> Zu erledigende Aufgaben:
1. Beantworte zum Text über Sloterdijks Manifest diese Fragen:
(a) Unter welchem Titel veröffentlicht die FAZ das Manifest?
(b) Worauf reduziert Sloterdijk dem zweiten Trick zufolge die weltweite Ökonomie?
(c) Wessen Gestus imitiert der Aufruf zum fiskalischen Bürgerkrieg?
2. Schreibe den Text über Sloterdijks Manifest im Anschluss an seinen letzten Satz weiter.

Donnerstag, 11. Juni 2009Zehnuhrfünfundvierzig, siebzehnkommaneun. Windig, regnerisch, wolkig. Lange, gut, tief geschlafen.

Unter dem Titel “Die Revolution der gebenden Hand” publiziert die FAZ ein liberalistisches Manifest von Peter Sloterdijk, in welchem dieser die Welt verschieden interpretiert, um deren Zustand weder zutreffend beschreiben noch dadurch gar in Frage stellen zu müssen. Der Autor bedient sich dabei zweier zentraler Tricks:
1. Sloterdijk stellt die – im Grunde recht leidenschaftslose – materialistische Gesellschaftsanalyse als das Hirngespinst romantisch-verblendeter Habe- nichtse dar und verschweigt damit Marxens Loblied auf den Kapitalismus und die Segnungen der bürgerlichen Gesellschaft, sowie dessen Spott, mit dem er die idealistischen Weltverbesserer bedachte.
2. Sloterdijk reduziert die weltweite Ökonomie auf die Steuer- und Kreditwirtschaft und verschweigt damit, wie Werte entstehen, was mit ihnen geschieht und welche Verwerfungen das hervor ruft.
Wem er sich nahe fühlt, verrät der Autor quasi unter der Hand: “Inzwischen hat man sich längst an Zustände gewöhnt, in denen eine Handvoll Leistungsträger gelassen mehr als die Hälfte des nationalen Einkommensteuerbudgets bestreitet.”  Wohl kann man ein Budget kaum “bestreiten”, alles andere an diesem Satz aber wohl.
Sloterdijk simplifiziert, um die gängigen Ressentiments seiner Klientel zu nutzen und kompliziert, um deren bewunderndes Staunen wach zu halten. Um dauerhaft Zustimmung zu erlangen, muss er die Dummheiten seiner Leser bedienen und dabei gerade so schlau klingen, dass nicht jeder hergelaufene Generalsekretär es hätte selbst formulieren können.
Sloterdijks verschämter Aufruf zum fiskalischen Bürgerkrieg ist gar so ernst nicht gemeint, imitiert aber den Carl-Schmittschen Gestus, um den herrschenden Eliten ihren Spaß an der Unverschämtheit zurück zu geben. Insofern ist sein Furor eher ein Pop-Phänomen als eine Anfeuerung zum Handeln, sein Text kaum mehr als Begleitmusik zum privilegierten Muckertum.

> Vorliegendes Material:
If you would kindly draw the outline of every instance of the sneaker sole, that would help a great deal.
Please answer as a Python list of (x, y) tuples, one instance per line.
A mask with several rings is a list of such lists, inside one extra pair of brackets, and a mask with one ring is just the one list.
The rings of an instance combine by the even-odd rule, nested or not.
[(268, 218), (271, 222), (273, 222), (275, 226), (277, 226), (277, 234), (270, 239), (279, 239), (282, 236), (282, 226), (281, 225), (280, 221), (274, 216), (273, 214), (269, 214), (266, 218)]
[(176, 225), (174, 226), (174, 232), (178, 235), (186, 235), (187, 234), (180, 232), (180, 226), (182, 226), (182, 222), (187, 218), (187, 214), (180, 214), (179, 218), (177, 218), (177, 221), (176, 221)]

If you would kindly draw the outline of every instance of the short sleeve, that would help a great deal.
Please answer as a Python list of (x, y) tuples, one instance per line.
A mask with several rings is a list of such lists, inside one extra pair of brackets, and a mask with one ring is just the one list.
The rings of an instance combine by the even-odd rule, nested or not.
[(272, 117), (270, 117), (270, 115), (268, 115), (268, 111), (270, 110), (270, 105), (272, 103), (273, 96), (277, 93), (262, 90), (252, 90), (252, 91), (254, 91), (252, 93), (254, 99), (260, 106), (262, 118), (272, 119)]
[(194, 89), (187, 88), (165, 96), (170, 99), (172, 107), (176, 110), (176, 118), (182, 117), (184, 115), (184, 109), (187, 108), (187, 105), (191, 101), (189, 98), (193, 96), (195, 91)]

> Erwartete Antworten:
1.
(a) „Die Revolution der gebenden Hand“
(b) Auf die Steuer- und Kreditwirtschaft
(c) Den Carl-Schmittschen Gestus

2.
Peter Sloterdijk ist der DJ der Generation Westerwelle, nicht unwahr- scheinlich sein Auftritt als Königspudel beim nächsten Dreikönigstreffen. Ob die FDP den Text ihres Kopflangers als Anzeige bezahlt hat, wird noch zu recherchieren sein.

Kerenski ist tot. Aber erst seit 1970.


Mittwoch, 10. Juni 2009Dreiuhrachtundvierzig, zwölfkommaneun. Dunkel. Seit drei an Bord.

Immer dieses ungläubige, fast beleidigte Staunen, wenn ich abends die Online-Nachrichten angeschaut habe und fünf, sechs Stunden später, nach dem Aufstehen, dort immer noch die selben Schlagzeilen lese. Nixpassiert?

Vor fünf Tagen hat mir Apple ein runderneuertes MacBook Air zum selben Preis verkauft, zu dem ich seit gestern ein neues bekommen würde. Wie nennt man das …?

Gestern unzufrieden mit dem Tagwerk, dann abends, kurz vor dem Einschlafen doch noch ein paar gute Notizen.

Kleiner Schrecken, als ich sehe, dass die “Akte Rosenherz” bei den Internet-Buchhändlern bereits angekündigt ist.

Jetzt, um vieruhrneunzehn, dämmert es bereits heftig. Samt Vögeln undsoweiter …

Florian Geyer ist tot. Fassbinder auch. Jahrestag des Massakers von Lidice. Jahrestag des Massakers von Oradour-Sur-Glane. Jahrestag des Massakers von Distomo.

Freitag, 5. Juni 2009Fünfuhrsechs, neunkommazwei. Wolkig, frisch. Soll regnen.

Seit halb vier wach und gleich weiter in Peters neuem Roman. “Die Ängstlichen”. Es verstärkt sich der Eindruck, dass ihm etwas ganz Besonderes gelungen ist. Das sind die Geschichten, die ich schon immer von ihm lesen wollte und die niemand sonst erzählen kann.

Kaum ein Tag vergeht, ohne dass nicht von je anderen Anrufern der Vorschlag kommt, man könne doch dies und jenes mal “in aller Ruhe bei einer Tasse Kaffee” besprechen. Allein die Formulierung löst bei mir inzwischen panikartige Fluchtbewegungen aus. “In Ruhe bei einer Tasse Kaffee” – ja, mein Gott, was stellen die Leute sich eigentlich vor, wie man seine Tage verbringt.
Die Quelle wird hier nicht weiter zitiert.